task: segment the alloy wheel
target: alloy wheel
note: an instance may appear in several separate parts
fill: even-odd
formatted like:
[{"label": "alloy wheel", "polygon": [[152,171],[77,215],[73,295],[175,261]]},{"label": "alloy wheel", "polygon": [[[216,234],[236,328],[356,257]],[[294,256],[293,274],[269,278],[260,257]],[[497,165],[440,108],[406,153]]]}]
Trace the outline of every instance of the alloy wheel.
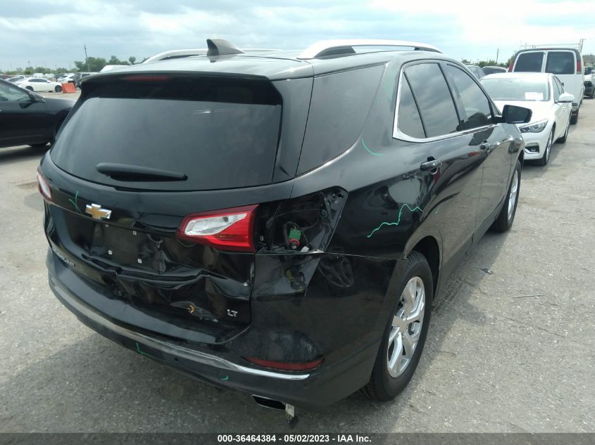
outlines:
[{"label": "alloy wheel", "polygon": [[[550,144],[551,145],[551,144]],[[545,156],[545,155],[544,155]],[[516,203],[517,193],[518,192],[518,170],[515,170],[513,181],[511,183],[511,191],[508,193],[508,220],[513,217]]]},{"label": "alloy wheel", "polygon": [[401,375],[411,361],[420,340],[425,308],[423,280],[414,276],[401,294],[393,317],[387,349],[387,366],[392,378]]}]

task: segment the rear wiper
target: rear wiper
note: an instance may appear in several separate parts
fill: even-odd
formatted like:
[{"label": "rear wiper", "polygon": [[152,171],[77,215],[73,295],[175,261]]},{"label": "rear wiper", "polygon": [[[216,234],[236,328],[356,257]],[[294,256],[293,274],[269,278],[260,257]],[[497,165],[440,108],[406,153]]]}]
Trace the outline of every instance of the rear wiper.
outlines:
[{"label": "rear wiper", "polygon": [[95,169],[118,181],[186,181],[188,179],[183,173],[140,165],[101,162]]}]

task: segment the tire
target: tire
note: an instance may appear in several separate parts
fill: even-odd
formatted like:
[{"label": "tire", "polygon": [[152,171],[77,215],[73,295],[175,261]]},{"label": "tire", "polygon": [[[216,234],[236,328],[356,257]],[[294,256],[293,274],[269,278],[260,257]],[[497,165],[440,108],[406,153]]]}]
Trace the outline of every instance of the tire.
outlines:
[{"label": "tire", "polygon": [[[516,178],[516,181],[515,179]],[[514,184],[516,183],[516,189],[513,191]],[[517,211],[517,205],[518,204],[518,195],[520,192],[520,162],[517,160],[515,169],[513,172],[513,179],[511,180],[511,185],[508,186],[508,191],[506,193],[506,197],[504,199],[504,203],[502,205],[502,209],[496,218],[496,221],[491,225],[491,228],[496,232],[506,232],[513,226],[513,223],[515,221],[515,215]],[[513,193],[514,195],[513,196]],[[512,198],[512,199],[511,199]],[[509,212],[509,207],[512,207],[512,211]]]},{"label": "tire", "polygon": [[556,142],[559,142],[560,143],[564,143],[566,142],[566,140],[568,138],[568,130],[570,129],[570,116],[568,116],[568,122],[566,123],[566,130],[564,131],[564,136],[561,138],[558,138],[558,141]]},{"label": "tire", "polygon": [[572,125],[576,124],[576,123],[579,120],[579,111],[580,111],[580,108],[579,108],[579,109],[577,110],[577,114],[575,114],[575,115],[570,114],[570,124],[572,124]]},{"label": "tire", "polygon": [[[364,396],[377,401],[392,400],[405,389],[423,351],[430,326],[434,283],[432,270],[422,254],[414,250],[409,254],[403,278],[397,288],[399,297],[395,299],[395,304],[392,305],[372,375],[361,390]],[[414,290],[415,295],[413,292],[406,292],[406,289]],[[405,303],[406,301],[409,302]],[[413,320],[411,323],[403,320],[408,314],[409,318]],[[397,319],[399,322],[393,325],[394,321]],[[406,338],[403,332],[407,333],[406,338],[409,342],[403,341]],[[412,344],[411,342],[415,340],[416,343]],[[406,344],[410,345],[408,348]],[[410,350],[408,354],[408,349]],[[389,357],[396,359],[392,360],[394,367],[391,370],[389,369]]]},{"label": "tire", "polygon": [[549,162],[549,157],[551,155],[551,146],[553,145],[553,131],[556,130],[555,128],[551,129],[551,132],[549,134],[549,136],[548,136],[548,141],[546,143],[546,149],[544,150],[544,155],[541,156],[540,159],[537,160],[537,165],[541,166],[545,166],[548,165]]}]

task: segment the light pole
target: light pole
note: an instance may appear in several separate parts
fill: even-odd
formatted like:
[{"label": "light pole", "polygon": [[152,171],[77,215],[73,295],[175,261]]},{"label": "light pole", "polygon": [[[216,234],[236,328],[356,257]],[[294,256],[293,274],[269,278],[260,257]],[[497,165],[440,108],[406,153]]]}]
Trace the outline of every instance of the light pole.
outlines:
[{"label": "light pole", "polygon": [[87,71],[91,72],[91,70],[89,69],[89,56],[87,55],[87,45],[83,45],[84,48],[84,60],[87,62]]}]

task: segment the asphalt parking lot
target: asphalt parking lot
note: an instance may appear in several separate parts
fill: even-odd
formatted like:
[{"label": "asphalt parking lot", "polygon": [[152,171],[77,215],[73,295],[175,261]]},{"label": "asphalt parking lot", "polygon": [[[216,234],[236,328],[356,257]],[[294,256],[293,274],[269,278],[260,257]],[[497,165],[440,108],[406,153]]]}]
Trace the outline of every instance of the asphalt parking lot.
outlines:
[{"label": "asphalt parking lot", "polygon": [[[57,301],[35,183],[42,155],[0,149],[0,432],[287,430],[280,412],[124,349]],[[296,431],[595,432],[594,178],[585,99],[550,164],[524,166],[513,229],[488,233],[437,297],[407,389],[388,404],[356,394],[298,413]]]}]

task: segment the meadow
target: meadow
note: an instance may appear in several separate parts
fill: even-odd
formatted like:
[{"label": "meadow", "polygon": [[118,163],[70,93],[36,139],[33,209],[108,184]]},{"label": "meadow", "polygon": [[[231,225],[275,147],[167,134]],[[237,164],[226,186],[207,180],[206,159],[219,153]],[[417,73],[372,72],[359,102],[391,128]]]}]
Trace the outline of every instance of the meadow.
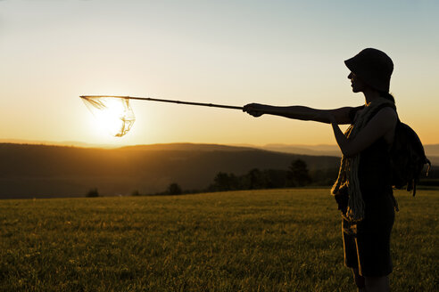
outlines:
[{"label": "meadow", "polygon": [[[435,291],[439,191],[395,192],[393,291]],[[0,201],[0,291],[355,291],[327,189]]]}]

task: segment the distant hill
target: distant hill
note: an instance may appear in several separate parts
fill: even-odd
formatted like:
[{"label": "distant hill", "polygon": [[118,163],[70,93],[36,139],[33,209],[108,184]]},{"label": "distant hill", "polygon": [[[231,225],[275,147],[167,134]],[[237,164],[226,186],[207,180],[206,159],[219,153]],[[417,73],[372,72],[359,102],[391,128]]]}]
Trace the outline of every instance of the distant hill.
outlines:
[{"label": "distant hill", "polygon": [[287,169],[303,159],[311,170],[338,167],[335,157],[304,156],[215,144],[155,144],[120,149],[0,143],[0,198],[162,191],[171,182],[204,189],[218,172]]}]

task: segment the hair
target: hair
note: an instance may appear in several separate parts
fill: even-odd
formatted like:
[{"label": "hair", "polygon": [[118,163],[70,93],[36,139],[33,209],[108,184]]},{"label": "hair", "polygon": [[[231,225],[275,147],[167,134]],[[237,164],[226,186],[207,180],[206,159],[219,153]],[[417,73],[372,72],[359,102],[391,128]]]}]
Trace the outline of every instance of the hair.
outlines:
[{"label": "hair", "polygon": [[392,93],[385,93],[385,92],[379,92],[379,95],[381,95],[381,97],[384,97],[385,99],[389,100],[394,103],[394,97],[393,97],[393,95],[392,95]]}]

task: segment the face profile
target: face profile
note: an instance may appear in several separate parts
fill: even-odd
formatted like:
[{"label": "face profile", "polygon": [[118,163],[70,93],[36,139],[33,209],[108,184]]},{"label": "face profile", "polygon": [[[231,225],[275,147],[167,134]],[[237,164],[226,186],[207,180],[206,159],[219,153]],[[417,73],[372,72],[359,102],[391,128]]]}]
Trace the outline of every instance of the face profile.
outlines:
[{"label": "face profile", "polygon": [[367,85],[353,72],[348,75],[348,79],[351,79],[351,86],[353,93],[361,93],[366,88]]}]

+ + + +

TO BE DONE:
Copy the data from the line containing "task: segment the face profile" up to and including the last line, keeping the requests. In the answers, multiply every polygon coordinate by 1.9 and round to whole numbers, with halves rounded up. Leave the numbers in the requests and their format samples unchanged.

IN RESPONSE:
task: segment the face profile
target: face profile
note: an instance may appear in several separate parts
fill: even-odd
formatted like:
[{"label": "face profile", "polygon": [[118,163],[70,93],[36,139],[33,209],[108,184]]},{"label": "face profile", "polygon": [[[231,225],[275,147],[167,134]],[[237,164],[226,186],[207,180],[206,159],[219,153]],[[417,73],[372,72],[359,102],[391,128]]]}]
Trace the outline of every instance of the face profile.
outlines:
[{"label": "face profile", "polygon": [[697,162],[671,137],[661,143],[661,150],[667,150],[667,163],[671,177],[686,177],[695,167]]}]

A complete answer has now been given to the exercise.